| Exercise goal |
Please give the lines of the data below as a numbered list, skipping blank lines and leaving out the pictures.

| Extracted entries |
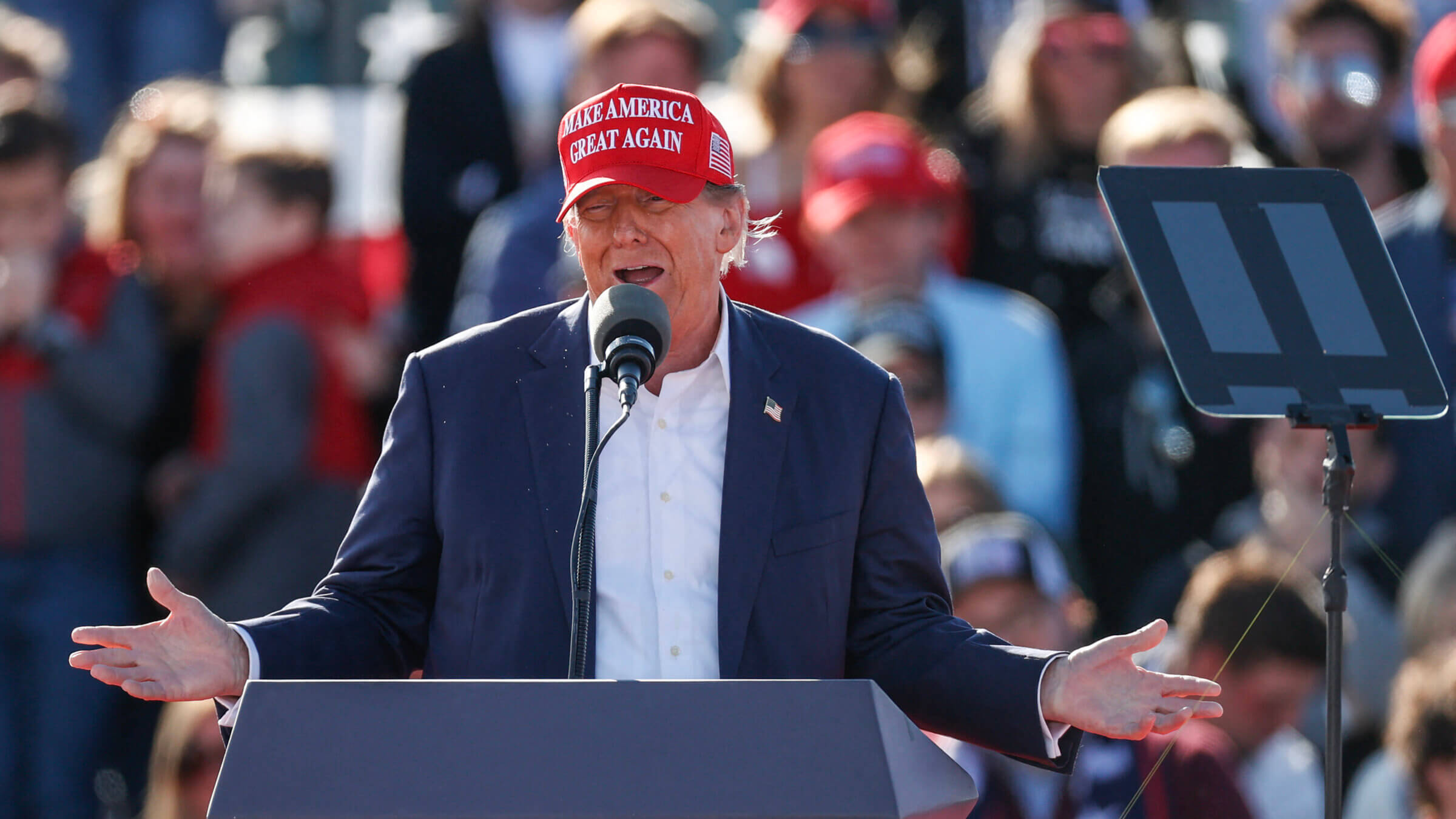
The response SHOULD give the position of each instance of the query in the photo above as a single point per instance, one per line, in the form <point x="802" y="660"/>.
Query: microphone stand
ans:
<point x="584" y="539"/>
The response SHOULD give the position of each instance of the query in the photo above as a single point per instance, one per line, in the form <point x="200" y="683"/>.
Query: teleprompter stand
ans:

| Task output |
1. The response SHOULD give the position of each instance of the query in the photo above as a single point per instance, one per line, in the form <point x="802" y="660"/>.
2. Query: microphone stand
3. ans:
4. <point x="584" y="539"/>
5. The response SHOULD give the position of each instance of the query in the photo above as a single point per instance, one per line, in the form <point x="200" y="683"/>.
6. Query: teleprompter stand
7. ans:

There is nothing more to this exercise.